**Problem details:** Copy every one of the rows below word for word, without changing anything.

**Recorded data:**

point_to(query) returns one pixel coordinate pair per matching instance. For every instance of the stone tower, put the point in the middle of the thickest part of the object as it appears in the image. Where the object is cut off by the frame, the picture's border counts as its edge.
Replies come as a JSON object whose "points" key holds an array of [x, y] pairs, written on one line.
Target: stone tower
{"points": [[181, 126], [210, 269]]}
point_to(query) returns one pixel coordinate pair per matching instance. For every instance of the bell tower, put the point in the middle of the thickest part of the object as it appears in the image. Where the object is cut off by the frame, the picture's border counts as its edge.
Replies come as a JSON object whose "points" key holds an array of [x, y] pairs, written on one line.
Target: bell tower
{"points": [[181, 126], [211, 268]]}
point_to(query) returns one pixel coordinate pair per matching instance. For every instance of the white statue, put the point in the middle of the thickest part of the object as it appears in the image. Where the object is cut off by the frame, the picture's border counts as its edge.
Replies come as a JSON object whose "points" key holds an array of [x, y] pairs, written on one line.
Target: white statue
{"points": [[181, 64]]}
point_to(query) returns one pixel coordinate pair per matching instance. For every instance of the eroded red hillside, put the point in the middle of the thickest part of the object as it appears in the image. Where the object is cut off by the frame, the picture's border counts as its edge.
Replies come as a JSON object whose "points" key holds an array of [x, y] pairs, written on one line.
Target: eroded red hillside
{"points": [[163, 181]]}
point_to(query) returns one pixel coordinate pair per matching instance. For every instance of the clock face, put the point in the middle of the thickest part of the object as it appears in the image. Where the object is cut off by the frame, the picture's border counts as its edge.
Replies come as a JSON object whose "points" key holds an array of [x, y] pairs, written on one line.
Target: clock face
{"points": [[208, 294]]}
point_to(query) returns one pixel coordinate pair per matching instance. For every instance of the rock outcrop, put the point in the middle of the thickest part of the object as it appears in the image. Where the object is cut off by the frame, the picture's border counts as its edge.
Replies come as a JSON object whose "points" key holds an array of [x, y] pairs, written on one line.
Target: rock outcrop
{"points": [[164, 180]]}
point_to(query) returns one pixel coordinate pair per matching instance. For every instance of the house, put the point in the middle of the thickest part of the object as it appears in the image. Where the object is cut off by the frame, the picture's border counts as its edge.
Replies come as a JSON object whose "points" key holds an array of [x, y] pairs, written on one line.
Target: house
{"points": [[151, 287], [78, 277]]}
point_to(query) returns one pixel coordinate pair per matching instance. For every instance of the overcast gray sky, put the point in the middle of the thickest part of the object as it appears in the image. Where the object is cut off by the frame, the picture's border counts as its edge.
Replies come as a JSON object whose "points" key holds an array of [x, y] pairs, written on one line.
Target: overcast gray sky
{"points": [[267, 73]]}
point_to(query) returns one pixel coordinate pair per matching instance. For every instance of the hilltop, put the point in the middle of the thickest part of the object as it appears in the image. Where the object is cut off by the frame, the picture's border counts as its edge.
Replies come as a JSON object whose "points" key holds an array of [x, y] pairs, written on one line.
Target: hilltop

**Exercise output:**
point_to(query) returns one pixel coordinate pair per matching instance. For every instance of the stone tower, put the point in the middle of the thickest part of the object as it appears in the image. Where the object is cut off by the frame, the picture's border counts as its edge.
Replies come as a JSON object whose "points" key holds an array of [x, y] pairs, written on one line.
Target: stone tower
{"points": [[181, 126], [210, 269]]}
point_to(query) returns one pixel coordinate pair per matching instance. For every instance of the bell tower, put the point in the middle of the thickest part of the object as it appears in the image. Where the object is cut off by the frame, the picture's border counts as its edge.
Replies come as a JSON object whose "points" key holds an array of [x, y] pairs, written on one line.
Target: bell tower
{"points": [[181, 126], [211, 268]]}
point_to(query) returns one pixel coordinate pair per matching instance. For every instance of the white statue, put the point in the middle of the thickest part of the object as it appears in the image. Where the object is cut off by the frame, the picture's border counts as its edge.
Replies come as a JSON object whose "points" key holds an array of [x, y] pairs, written on one line.
Target: white statue
{"points": [[181, 64]]}
point_to(query) returns one pixel coordinate pair per matching instance. For every instance of the eroded red hillside, put the point in the middle of the thickest part of the object as it appears in the image. Where the object is cut off by the frame, the picture's border counts as its edge.
Replies come as a JSON object whose "points" key holds an array of [x, y] pairs, written on one line.
Target: eroded red hillside
{"points": [[163, 181]]}
point_to(query) returns one pixel coordinate pair per matching instance. For every instance of the clock face, put the point in the middle of the thickest part of the object as it appears in the image. Where the object is cut off by the frame, the picture's border counts as its edge.
Replies come as a JSON object whose "points" key holds an array of [x, y] pairs, written on one line.
Target: clock face
{"points": [[208, 294]]}
point_to(query) returns one pixel coordinate pair per matching instance. For every instance of the rock outcrop, put the point in the middle of the thickest part of the object as it appears in the image. Where the object is cut off by the frame, the picture's border counts as its edge.
Replies come as a JSON object whose "points" key holds an array of [x, y] pairs, written on one line.
Target: rock outcrop
{"points": [[164, 180]]}
point_to(query) returns one pixel coordinate pair per matching instance. For every instance of the house, put the point in the middle of the thickest part of the object as it appears in the image. Where the object is cut off by the frame, the picture's border counts as its edge.
Replies come as a JSON object whose "points" key holds an array of [x, y] pairs, written on one line.
Target: house
{"points": [[151, 287], [78, 277]]}
point_to(query) returns one pixel coordinate pair per matching instance. For every instance of the overcast gray sky, put the point in the middle of the thickest part of the object as it appears in the image. Where the object is cut off by the frame, the picture's border counts as its edge.
Replies come as a JSON object whose "points" key holds an array of [x, y] pairs, written on one line.
Target: overcast gray sky
{"points": [[267, 73]]}
point_to(query) returns one pixel coordinate pair per matching instance. For every instance of the hilltop, put the point in the middle of the thickest part of the object as it appears in the image. Where the object is cut off by the frame, the picture's border counts as its edge.
Replies come as a JSON object whose "points" key holds an array of [x, y] pairs, written on one line.
Target: hilltop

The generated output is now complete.